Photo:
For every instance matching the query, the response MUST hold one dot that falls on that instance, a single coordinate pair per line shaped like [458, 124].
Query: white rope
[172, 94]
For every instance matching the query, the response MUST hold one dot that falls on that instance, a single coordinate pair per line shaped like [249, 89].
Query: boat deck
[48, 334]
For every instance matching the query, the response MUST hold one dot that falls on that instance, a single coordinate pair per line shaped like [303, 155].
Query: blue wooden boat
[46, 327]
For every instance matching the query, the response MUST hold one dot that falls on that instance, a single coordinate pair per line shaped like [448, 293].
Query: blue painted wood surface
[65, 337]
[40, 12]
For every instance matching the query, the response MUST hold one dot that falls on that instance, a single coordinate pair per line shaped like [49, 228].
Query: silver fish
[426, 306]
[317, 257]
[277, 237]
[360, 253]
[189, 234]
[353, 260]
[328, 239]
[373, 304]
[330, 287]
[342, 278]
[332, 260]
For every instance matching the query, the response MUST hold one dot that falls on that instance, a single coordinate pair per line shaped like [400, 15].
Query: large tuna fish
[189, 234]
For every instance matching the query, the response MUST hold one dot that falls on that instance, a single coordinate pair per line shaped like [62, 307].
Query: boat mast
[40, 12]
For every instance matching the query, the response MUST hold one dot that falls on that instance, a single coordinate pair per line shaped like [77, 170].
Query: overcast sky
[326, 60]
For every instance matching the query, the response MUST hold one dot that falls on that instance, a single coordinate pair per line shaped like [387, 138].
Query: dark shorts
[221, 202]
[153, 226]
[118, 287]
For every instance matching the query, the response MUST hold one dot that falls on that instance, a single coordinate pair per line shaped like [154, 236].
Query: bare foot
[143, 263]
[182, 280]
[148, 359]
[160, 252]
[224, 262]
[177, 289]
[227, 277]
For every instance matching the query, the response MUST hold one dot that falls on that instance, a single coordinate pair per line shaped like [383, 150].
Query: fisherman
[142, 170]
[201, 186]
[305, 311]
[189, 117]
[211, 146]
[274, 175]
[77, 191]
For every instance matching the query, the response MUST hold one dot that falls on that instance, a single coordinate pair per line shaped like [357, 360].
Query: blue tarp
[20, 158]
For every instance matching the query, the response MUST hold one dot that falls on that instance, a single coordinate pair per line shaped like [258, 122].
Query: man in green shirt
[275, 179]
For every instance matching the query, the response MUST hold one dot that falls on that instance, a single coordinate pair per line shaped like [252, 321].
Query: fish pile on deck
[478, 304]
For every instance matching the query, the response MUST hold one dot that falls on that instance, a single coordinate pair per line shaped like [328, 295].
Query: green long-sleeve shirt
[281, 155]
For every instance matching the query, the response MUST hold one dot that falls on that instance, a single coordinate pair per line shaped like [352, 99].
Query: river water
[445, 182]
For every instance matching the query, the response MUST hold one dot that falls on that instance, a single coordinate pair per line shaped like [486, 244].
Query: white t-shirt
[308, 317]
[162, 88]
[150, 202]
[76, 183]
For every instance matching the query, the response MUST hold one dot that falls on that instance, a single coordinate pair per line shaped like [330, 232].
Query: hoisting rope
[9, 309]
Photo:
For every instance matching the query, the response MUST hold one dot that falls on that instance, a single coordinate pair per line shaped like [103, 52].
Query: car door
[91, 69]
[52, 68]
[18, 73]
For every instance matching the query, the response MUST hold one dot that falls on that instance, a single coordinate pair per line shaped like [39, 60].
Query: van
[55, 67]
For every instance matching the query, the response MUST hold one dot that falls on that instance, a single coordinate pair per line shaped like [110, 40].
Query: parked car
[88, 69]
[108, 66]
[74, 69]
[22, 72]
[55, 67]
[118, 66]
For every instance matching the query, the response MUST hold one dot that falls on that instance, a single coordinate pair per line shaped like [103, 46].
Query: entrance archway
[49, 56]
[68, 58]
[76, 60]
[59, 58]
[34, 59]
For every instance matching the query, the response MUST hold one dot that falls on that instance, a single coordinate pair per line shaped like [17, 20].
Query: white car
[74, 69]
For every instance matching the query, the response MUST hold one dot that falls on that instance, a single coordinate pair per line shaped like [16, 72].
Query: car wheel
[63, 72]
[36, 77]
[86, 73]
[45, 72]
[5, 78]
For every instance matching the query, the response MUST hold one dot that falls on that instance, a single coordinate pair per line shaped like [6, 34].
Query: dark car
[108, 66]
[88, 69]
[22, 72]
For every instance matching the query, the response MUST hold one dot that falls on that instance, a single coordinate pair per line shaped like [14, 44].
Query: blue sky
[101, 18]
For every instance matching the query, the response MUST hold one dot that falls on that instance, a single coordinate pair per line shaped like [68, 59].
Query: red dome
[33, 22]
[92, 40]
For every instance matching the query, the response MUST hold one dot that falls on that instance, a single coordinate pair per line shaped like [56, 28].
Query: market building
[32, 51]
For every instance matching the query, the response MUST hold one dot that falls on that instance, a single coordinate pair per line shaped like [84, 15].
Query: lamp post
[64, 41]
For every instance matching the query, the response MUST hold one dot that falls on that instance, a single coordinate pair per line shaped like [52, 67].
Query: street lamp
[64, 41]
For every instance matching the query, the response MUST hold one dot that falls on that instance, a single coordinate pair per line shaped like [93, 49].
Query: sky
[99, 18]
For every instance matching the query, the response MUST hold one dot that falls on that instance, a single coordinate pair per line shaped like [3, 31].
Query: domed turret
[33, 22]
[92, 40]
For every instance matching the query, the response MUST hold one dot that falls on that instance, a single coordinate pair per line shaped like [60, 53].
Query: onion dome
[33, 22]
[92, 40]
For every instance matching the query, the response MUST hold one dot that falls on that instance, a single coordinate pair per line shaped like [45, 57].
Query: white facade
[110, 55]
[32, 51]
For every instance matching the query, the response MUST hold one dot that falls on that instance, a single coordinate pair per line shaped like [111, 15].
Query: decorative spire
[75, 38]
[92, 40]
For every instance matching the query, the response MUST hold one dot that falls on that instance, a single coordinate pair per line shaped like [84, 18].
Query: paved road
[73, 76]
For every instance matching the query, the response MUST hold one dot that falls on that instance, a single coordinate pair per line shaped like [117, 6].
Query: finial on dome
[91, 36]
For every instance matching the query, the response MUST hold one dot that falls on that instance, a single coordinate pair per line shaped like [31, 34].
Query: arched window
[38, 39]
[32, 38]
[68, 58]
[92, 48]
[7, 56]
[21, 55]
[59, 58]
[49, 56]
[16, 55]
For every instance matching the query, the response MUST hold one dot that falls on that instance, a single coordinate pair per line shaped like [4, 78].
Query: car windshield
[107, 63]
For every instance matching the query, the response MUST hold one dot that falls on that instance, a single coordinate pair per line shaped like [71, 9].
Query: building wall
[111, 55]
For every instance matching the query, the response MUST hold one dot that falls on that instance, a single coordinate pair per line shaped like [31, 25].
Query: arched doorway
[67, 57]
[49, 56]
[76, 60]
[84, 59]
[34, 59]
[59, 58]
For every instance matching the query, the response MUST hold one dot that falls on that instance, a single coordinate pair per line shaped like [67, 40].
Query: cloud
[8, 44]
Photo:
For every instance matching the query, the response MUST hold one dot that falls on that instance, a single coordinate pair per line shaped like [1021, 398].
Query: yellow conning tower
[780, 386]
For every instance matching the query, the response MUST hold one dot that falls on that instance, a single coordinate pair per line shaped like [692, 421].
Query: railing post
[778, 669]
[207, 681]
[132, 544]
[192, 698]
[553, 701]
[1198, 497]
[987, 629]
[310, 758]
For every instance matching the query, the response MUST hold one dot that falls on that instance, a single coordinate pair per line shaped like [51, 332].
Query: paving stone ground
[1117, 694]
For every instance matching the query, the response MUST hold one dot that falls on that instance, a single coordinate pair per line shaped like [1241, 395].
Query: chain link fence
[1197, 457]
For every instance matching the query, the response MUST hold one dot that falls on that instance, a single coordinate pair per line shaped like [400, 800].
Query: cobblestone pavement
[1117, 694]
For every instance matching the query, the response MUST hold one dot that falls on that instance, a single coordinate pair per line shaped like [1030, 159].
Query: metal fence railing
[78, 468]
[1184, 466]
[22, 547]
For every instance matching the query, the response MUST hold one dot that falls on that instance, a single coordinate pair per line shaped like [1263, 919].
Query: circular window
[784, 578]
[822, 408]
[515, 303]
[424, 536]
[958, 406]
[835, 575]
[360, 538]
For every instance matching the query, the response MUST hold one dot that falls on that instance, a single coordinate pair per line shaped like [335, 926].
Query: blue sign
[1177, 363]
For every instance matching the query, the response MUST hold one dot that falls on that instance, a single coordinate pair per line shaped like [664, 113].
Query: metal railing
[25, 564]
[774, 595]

--------------------

> **Task goal**
All lines from the one containing "like [1241, 395]." through the end of the records, both ends included, are to be quoted exactly; please add nothing else.

> **Solved exercise**
For every instance matching the query, the response MUST hold one dot that falls on that instance, a single coordinate pair per line shaped like [1241, 395].
Query: chain link fence
[1197, 457]
For every instance matching the query, the response MUST hold one dot that falls on that instance, a single coordinate pair per line shaped like [400, 800].
Query: cobblestone pavement
[1117, 694]
For every instance matching the query, the response MUST hold one dot that falls on that instance, a single coordinate pair per line shaped like [1030, 159].
Query: metal fence railing
[78, 468]
[1184, 466]
[22, 547]
For every instance matching the query, the response MUST hold one dot that falls on that instance, a single coordinate pair per line shaped like [1263, 919].
Query: circular window
[784, 578]
[822, 408]
[515, 303]
[424, 536]
[958, 406]
[835, 575]
[360, 538]
For every instance matching the query, the response MUST hold one dot that falls on that instance, a single coordinate pair per line shaped like [335, 926].
Query: blue sign
[1177, 363]
For every instance matching the query, the response MUST hold one dot that falls on that instance, a single coordinate pair per line shaped like [664, 113].
Query: metal railing
[25, 564]
[774, 595]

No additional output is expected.